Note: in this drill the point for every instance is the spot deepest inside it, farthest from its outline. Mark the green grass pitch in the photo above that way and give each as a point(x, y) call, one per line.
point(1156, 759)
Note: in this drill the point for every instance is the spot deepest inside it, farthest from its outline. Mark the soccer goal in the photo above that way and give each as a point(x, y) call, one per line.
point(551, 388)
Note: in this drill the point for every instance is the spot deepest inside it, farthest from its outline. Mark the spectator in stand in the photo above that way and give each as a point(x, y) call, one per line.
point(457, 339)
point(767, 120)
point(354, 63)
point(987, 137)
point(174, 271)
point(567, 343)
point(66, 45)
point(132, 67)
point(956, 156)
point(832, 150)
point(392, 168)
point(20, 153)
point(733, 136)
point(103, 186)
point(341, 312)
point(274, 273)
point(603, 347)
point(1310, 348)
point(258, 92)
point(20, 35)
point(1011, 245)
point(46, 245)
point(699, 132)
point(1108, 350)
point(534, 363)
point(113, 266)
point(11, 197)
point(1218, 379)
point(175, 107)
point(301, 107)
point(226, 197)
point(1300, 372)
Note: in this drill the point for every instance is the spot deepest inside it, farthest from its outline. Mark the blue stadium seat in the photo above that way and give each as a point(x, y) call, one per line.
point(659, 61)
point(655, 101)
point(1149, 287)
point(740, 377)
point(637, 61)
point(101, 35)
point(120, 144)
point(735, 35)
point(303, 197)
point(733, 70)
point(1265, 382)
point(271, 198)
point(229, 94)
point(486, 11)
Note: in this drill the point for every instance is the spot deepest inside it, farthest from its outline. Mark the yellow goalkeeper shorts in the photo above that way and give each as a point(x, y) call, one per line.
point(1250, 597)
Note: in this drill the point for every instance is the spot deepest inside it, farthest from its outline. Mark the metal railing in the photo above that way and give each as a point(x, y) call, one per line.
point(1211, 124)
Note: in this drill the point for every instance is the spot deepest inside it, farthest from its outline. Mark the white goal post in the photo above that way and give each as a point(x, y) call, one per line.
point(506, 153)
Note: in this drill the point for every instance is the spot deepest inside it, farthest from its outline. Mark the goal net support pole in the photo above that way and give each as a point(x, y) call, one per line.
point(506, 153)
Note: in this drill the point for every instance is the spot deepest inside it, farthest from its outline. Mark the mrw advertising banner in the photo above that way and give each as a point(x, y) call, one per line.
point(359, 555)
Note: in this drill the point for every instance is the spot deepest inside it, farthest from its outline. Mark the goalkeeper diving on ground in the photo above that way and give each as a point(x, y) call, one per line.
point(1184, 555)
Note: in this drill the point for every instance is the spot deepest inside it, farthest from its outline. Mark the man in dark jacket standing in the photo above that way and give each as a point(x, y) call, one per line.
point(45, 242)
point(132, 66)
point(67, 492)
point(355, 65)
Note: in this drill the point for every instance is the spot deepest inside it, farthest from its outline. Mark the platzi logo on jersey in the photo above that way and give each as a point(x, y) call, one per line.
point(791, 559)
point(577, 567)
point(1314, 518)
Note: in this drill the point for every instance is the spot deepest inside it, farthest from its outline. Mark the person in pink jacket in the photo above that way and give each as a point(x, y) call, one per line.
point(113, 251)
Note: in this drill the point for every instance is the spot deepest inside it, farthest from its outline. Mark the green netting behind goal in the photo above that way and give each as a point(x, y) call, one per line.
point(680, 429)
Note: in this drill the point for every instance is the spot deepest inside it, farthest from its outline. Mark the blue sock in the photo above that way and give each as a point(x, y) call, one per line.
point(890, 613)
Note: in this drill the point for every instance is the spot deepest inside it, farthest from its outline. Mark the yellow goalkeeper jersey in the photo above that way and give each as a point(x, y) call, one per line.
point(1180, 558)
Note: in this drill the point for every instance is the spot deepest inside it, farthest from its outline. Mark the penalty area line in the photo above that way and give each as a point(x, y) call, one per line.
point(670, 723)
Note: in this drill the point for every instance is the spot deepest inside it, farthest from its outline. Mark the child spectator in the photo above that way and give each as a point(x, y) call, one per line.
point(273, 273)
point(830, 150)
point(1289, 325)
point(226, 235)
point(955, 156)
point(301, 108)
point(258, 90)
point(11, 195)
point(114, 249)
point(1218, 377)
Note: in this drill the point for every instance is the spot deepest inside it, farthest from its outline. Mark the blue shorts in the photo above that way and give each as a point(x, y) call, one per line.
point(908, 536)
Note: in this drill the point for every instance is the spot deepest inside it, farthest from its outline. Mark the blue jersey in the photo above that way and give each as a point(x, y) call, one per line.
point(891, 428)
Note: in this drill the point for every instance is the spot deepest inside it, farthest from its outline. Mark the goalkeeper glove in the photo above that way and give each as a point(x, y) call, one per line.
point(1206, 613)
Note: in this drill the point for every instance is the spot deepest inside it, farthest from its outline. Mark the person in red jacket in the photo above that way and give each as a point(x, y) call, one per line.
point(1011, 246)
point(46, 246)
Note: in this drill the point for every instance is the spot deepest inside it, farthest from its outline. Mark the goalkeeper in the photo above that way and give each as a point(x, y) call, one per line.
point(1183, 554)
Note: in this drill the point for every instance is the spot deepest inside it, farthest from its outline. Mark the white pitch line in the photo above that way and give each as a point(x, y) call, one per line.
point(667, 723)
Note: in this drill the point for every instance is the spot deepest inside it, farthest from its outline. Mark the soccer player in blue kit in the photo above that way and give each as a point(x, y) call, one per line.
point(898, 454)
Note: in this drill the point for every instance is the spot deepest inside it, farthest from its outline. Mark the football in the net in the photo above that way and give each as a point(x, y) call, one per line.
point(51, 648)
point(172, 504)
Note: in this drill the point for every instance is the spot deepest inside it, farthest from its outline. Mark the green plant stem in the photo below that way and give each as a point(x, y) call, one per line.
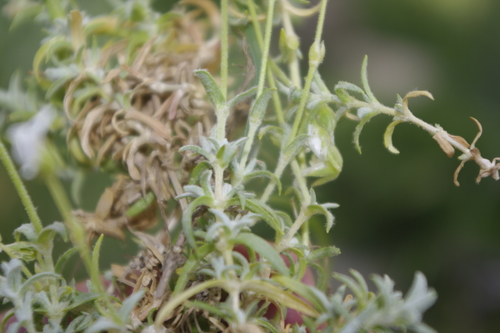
------------------------------------------------------------------------
* _Goal of the exercise_:
Reproduce every item above line for line, without changing a character, and leave the pictures out of your copy.

* _Solution for this problem_:
Note: in this drill the point for every instance is the spot deepest inside it, farthest from its outline. Mark the green grass pitch in the photo above that way and give each as a point(x, y) call, one per line.
point(1156, 759)
Note: in this drill the point for every instance is the spot deepest inside it, farthest from its outline. Mark the soccer goal in the photo above that way and give each as a point(x, y) call, one per line.
point(551, 388)
Note: in this drill the point for every instance is the spot deepest inside it, farthest from its outline. Mark the spectator in stand in the photo above that way and give each as a point(x, y) call, one per line.
point(457, 339)
point(767, 120)
point(354, 63)
point(987, 137)
point(174, 271)
point(567, 343)
point(66, 45)
point(132, 67)
point(956, 156)
point(832, 150)
point(392, 168)
point(20, 153)
point(733, 136)
point(103, 186)
point(341, 312)
point(274, 273)
point(603, 347)
point(1310, 348)
point(258, 92)
point(20, 35)
point(1011, 245)
point(46, 245)
point(699, 132)
point(1108, 350)
point(534, 363)
point(113, 266)
point(11, 197)
point(1218, 379)
point(175, 107)
point(301, 107)
point(226, 197)
point(1300, 372)
Note: in this drill the point for every instance is the spot deepest inside it, farthest from its outline. Mark the blue stadium seat in the photo above that way and give each as a point(x, y) call, one per line.
point(659, 61)
point(655, 101)
point(1149, 287)
point(740, 377)
point(637, 61)
point(101, 35)
point(120, 144)
point(735, 35)
point(303, 197)
point(733, 70)
point(1265, 382)
point(271, 198)
point(229, 94)
point(486, 11)
Note: in this drill the point for every instance is the spot deepest inside it, farthest from its outline. Mark the yellow goalkeeper shorts in the photo above that way and give each as a point(x, y) call, one per line.
point(1250, 597)
Note: in this drill the point for every instance is the spot deepest inside it, farthest from its outline. Mark the metal railing in the photo above that way and give each as a point(x, y) call, one per line.
point(1211, 124)
Note: in this drill the point for every instance is the spot deepest inside it, farthest from its outline. Mark the white goal post in the photo above that way and give each as a point(x, y) call, one per line.
point(506, 153)
Note: in this drill the point for every instance is the spot deepest inside it, farthest from its outline. Mark the goal net support pole in the photo above that way and give each as a point(x, y) call, one per line.
point(506, 153)
Note: in this drill the point for every instance is the spot deepest inside it, farthest from its outline. Mark the mrw advertising banner in the photo above that way and give each as a point(x, y) call, one per line.
point(359, 555)
Note: in this drill the point for every instance is the spot deepest inside it, farthest from its outline. Mark the goalkeeper diving on ground in the photo above that way and give each as a point(x, y) call, one per line.
point(1184, 555)
Note: in this drill the point for every instance is the spot deepest inside it, farthest from its outline. Mark the man in dark jacket standing in the photo above that way and give each as a point(x, y) call, one per line.
point(45, 242)
point(132, 66)
point(67, 492)
point(355, 65)
Note: in this drill the point for every instance is the spot deepest inside it, farthest from its outline. Mark the platzi logo on jersey in the photo above that way and give each as a point(x, y) call, one per line.
point(791, 559)
point(577, 567)
point(1314, 518)
Note: in this drill the point for every instance is the spot deepest inside it, farthest from its outline. Mark the person in pink jacket in the photo above that way and give each as a point(x, y) call, one per line.
point(113, 251)
Note: in this drill the point for every instance is the spot deepest inside it, farthest from its outline. Mark the green netting behind goal in the photo above that way and give each as a point(x, y) call, one per line.
point(680, 429)
Note: in this drill the point for every instance is the spot deepest inside it, farthest from its outline. Mark the blue sock in the photo above that way and give each as a point(x, y) call, one per line.
point(890, 613)
Note: in this drill the point for every instance is the spot deepest inside it, farthest from its outline. Mark the yellow goalkeeper jersey in the photo above that way and give each as a point(x, y) call, one per line.
point(1180, 558)
Note: in this drill the point for every instance is the spot deepest inside it, farthest from its outline. Mark the penalty area line in the photo above that way and give each as a point(x, y) call, one per line.
point(670, 723)
Note: in this drill the point for every instance is the spot deepest inside it, farthest from its outline. Mark the child spectator in the photo above that way and give each as a point(x, y) call, one per line.
point(273, 273)
point(830, 150)
point(1289, 325)
point(226, 235)
point(955, 156)
point(301, 108)
point(258, 90)
point(11, 195)
point(114, 249)
point(1218, 377)
Note: in this drill the point for every instance is the spot deepest inside it, farthest from its outline. Mark the blue shorts in the photo above that way and give each as a point(x, y) call, one per line.
point(908, 536)
Note: in this drill the point for every instance is the spot deepest inside it, farthest from its outline. Mark the blue jersey in the photo above that way and give each as a point(x, y) call, one per line.
point(891, 428)
Note: in this drill the point for every instance is the spot deepest inside it, farthest from its outline. Mark the goalkeeper glove in the photo above that way and give each as a point(x, y) call, one per line.
point(1206, 613)
Note: in this drill the point for every instance is the spot deepest inside it, farthest from its outline. Mark the person in red jacket in the photo above that way and give each as a point(x, y) call, one per line.
point(1011, 246)
point(46, 246)
Note: in this drill the point for every instance is the spot deepest inside it, farthest from its outline. Mark the goalkeeper in the photo above that way and give each as a point(x, y) call, one per line.
point(1183, 554)
Note: in this drill the point for every instance is the spot deepest inside it, farthest from its outline. Mark the white pitch line in the photo above that way and give each as a point(x, y) call, one per line.
point(667, 723)
Note: in this drill the point for every instance is the spot deepest inside it, farthest from its outline. Mark the soccer player in blue kit in the photo above that way and give each as a point(x, y) call, one per line.
point(898, 454)
Note: in this drill the point for every instance is the spot deepest inside it, farthest from its outline. Mark the football in the net in the photo above that way and give each as a point(x, y) call, one per line.
point(51, 648)
point(172, 504)
Note: in this drill the point for every instance is the spot deepest inside it, farthest from its outline. Mark the green plant stem in the photo below that way and give each as a point(x, y) call, one per line.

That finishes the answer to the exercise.